* Your instructions
Give the lines of the listing as a JSON list of strings, one string per line, omitting blank lines and pictures. Include only the lines from the one that contains "the natwest logo" through the end of the listing.

Items listed in a dataset
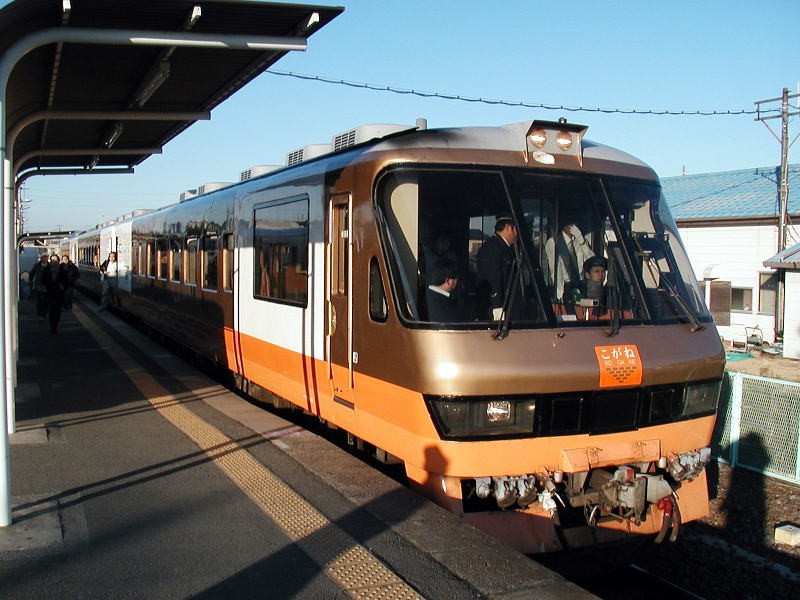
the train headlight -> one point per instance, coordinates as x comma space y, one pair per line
700, 399
564, 140
499, 412
538, 138
477, 417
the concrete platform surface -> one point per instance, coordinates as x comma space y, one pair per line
135, 476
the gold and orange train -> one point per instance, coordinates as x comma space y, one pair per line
551, 409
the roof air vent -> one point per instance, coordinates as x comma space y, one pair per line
306, 153
256, 171
365, 133
188, 195
213, 186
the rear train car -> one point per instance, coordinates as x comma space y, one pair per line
570, 414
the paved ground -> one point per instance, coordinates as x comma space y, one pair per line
765, 365
135, 476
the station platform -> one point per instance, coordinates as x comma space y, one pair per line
134, 475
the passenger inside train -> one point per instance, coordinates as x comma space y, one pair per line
561, 221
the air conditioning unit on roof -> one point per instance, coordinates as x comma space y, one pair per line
365, 133
306, 153
256, 171
212, 186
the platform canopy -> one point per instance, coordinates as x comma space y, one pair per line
133, 99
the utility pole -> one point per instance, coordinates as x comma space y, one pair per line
783, 115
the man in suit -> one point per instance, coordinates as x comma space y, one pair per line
442, 304
496, 266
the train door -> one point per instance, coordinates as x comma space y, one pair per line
340, 302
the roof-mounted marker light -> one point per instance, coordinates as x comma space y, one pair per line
538, 137
546, 140
564, 140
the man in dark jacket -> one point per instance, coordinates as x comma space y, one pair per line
55, 281
72, 275
38, 287
496, 265
442, 304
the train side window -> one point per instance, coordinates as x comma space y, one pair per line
209, 262
163, 258
135, 258
378, 310
176, 260
190, 268
280, 270
227, 262
151, 258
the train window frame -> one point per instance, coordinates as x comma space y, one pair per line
134, 258
228, 252
162, 259
288, 259
209, 262
378, 306
175, 260
190, 261
152, 260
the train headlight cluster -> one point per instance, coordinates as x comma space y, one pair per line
546, 139
700, 398
537, 138
476, 417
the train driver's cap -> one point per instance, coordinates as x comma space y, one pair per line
595, 261
504, 218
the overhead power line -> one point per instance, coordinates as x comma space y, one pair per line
514, 103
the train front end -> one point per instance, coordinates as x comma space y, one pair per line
569, 387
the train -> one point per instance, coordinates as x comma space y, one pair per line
559, 417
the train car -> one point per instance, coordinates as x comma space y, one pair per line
548, 408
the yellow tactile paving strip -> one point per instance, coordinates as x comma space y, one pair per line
351, 566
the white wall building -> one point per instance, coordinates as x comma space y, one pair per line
729, 224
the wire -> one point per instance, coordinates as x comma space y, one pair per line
447, 96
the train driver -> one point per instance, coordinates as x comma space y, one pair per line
496, 259
565, 252
594, 274
442, 303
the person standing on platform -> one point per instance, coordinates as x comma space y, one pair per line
38, 287
55, 282
109, 271
73, 274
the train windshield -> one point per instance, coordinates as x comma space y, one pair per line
508, 248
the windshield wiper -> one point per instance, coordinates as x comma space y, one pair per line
671, 293
508, 302
613, 297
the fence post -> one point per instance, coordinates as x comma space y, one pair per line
736, 416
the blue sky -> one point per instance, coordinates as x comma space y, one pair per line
643, 55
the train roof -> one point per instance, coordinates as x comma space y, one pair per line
511, 137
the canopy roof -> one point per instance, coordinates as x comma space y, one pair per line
121, 87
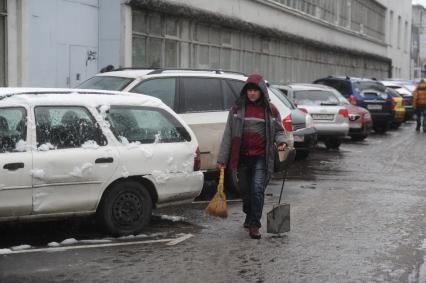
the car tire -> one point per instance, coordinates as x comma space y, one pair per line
231, 183
126, 208
381, 129
302, 154
359, 138
333, 143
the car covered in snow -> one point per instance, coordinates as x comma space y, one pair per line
80, 152
202, 98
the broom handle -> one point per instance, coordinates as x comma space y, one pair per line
221, 178
282, 186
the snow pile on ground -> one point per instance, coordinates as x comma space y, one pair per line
84, 170
172, 218
20, 248
90, 145
5, 251
46, 147
38, 173
124, 172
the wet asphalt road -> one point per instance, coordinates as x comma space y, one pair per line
357, 215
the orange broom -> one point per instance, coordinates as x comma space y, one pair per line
218, 206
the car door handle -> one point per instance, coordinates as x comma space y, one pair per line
104, 160
13, 166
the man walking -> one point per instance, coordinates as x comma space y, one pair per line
248, 145
419, 104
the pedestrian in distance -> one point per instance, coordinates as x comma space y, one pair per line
252, 134
419, 104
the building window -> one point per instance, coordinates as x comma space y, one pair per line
3, 27
399, 33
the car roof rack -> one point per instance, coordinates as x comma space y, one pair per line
217, 71
26, 92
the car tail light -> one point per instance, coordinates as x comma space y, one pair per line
197, 160
303, 110
393, 102
288, 123
344, 113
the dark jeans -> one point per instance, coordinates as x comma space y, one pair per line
251, 180
421, 111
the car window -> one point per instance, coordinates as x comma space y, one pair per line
59, 127
201, 94
230, 96
106, 83
236, 86
315, 97
282, 97
369, 85
145, 125
162, 88
342, 86
13, 129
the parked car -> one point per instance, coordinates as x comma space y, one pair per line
399, 108
67, 152
322, 103
366, 93
202, 98
304, 132
404, 89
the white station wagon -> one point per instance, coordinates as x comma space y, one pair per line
79, 152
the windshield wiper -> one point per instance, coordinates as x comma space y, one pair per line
328, 104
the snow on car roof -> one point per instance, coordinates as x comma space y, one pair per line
58, 96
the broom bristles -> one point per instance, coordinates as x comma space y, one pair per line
218, 206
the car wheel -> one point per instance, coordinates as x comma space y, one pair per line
333, 143
396, 125
302, 154
231, 182
126, 208
359, 138
381, 129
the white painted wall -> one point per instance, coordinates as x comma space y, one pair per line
60, 33
399, 52
270, 14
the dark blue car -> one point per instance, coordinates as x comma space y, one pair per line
367, 93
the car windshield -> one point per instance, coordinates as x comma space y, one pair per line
315, 97
369, 85
105, 83
283, 98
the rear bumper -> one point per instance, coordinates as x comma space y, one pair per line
305, 139
382, 117
329, 129
360, 129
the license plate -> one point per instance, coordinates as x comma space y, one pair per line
355, 125
374, 107
299, 138
323, 116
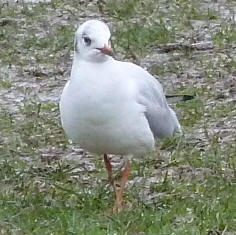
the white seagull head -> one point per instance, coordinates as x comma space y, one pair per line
92, 41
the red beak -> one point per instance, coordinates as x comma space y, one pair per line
106, 50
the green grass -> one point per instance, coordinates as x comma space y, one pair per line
195, 190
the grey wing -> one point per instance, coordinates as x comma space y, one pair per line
161, 118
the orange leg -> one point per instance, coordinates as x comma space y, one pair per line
118, 184
119, 187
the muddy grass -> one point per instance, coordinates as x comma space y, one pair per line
186, 187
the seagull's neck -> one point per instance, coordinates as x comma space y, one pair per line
92, 59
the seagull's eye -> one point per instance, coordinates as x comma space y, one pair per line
87, 41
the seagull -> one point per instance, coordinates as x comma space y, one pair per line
112, 107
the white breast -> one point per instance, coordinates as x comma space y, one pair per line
98, 112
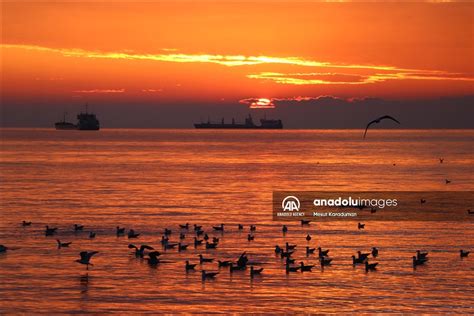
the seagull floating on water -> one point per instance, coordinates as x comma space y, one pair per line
370, 266
325, 261
120, 231
132, 234
153, 258
306, 268
63, 244
322, 253
140, 252
378, 120
189, 266
225, 263
197, 242
375, 252
208, 275
358, 260
309, 250
219, 228
421, 255
78, 227
50, 231
289, 247
362, 255
203, 260
86, 257
211, 245
291, 268
418, 261
254, 272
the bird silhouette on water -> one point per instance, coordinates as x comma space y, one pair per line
375, 252
185, 226
182, 247
86, 257
197, 242
132, 234
322, 253
204, 260
254, 272
208, 275
189, 266
370, 266
140, 252
418, 261
50, 231
153, 258
63, 244
305, 268
219, 228
120, 231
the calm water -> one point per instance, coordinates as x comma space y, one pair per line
152, 179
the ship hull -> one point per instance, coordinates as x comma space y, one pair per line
64, 126
235, 126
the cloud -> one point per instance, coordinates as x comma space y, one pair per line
355, 79
100, 91
258, 103
331, 74
152, 90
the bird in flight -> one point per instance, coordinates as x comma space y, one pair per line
378, 121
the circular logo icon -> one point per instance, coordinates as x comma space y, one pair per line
290, 204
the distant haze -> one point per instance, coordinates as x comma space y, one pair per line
325, 112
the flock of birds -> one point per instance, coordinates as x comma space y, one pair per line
201, 239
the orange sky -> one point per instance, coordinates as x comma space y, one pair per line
215, 51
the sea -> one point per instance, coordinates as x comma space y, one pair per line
151, 179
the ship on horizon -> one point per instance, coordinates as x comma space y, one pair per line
249, 124
85, 122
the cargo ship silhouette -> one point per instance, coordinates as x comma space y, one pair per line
249, 124
85, 122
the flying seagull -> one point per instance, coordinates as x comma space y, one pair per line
378, 121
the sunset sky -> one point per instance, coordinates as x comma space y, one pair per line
220, 58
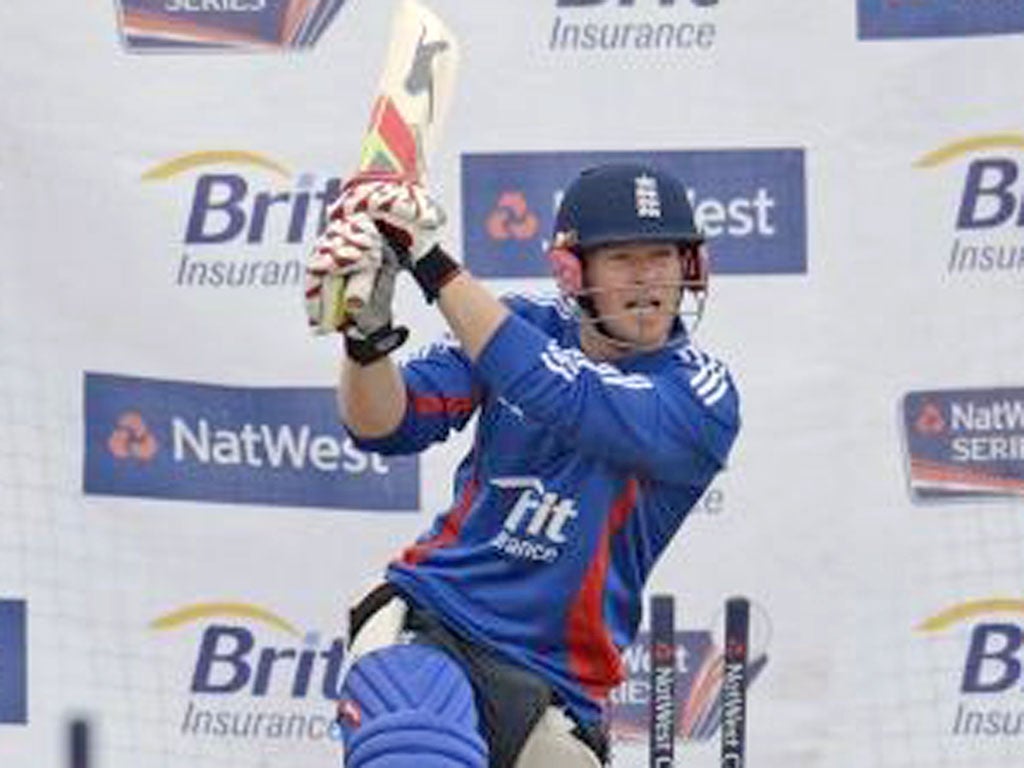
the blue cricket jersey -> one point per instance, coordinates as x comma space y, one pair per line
580, 474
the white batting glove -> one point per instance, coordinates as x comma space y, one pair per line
411, 219
347, 247
410, 216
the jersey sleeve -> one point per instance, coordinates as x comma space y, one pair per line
676, 427
442, 391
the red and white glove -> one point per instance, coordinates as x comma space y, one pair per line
411, 219
349, 287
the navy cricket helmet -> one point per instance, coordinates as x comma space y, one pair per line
627, 203
622, 203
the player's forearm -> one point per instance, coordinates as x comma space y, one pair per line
372, 397
472, 312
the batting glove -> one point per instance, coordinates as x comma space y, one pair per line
350, 285
411, 219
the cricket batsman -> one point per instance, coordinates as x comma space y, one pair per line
495, 639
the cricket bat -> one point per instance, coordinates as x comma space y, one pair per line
413, 97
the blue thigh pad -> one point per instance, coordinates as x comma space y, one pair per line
410, 707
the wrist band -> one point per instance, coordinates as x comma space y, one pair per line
433, 270
379, 344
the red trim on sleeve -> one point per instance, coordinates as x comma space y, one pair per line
454, 519
431, 404
593, 657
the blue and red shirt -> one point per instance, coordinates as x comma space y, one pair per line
580, 474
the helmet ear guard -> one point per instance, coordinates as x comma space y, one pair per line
695, 269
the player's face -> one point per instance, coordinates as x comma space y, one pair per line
636, 289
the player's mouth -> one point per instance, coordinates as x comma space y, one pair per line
644, 305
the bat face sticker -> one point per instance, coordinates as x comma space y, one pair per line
421, 71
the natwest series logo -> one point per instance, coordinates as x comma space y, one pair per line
245, 217
166, 439
245, 26
658, 26
991, 665
700, 688
251, 674
925, 18
751, 203
988, 223
13, 663
965, 443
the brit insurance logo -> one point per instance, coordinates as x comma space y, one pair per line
247, 673
13, 663
247, 26
241, 219
658, 26
285, 446
988, 640
965, 443
989, 206
750, 203
924, 18
699, 683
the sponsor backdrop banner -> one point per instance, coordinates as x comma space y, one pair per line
183, 518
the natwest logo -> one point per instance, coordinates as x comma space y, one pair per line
751, 202
131, 438
202, 441
203, 26
965, 443
536, 524
275, 446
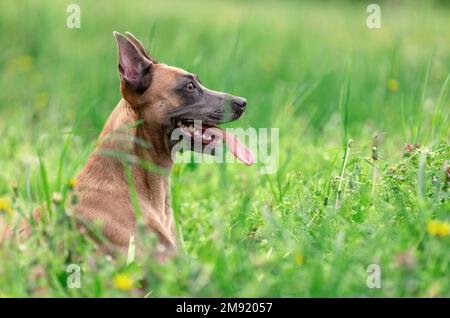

* Finished answer
[
  "the natwest logo -> one point per instance, coordinates as x comma space y, one pair per line",
  "751, 202",
  "131, 438",
  "202, 441",
  "203, 26",
  "965, 443",
  "536, 524",
  "275, 446"
]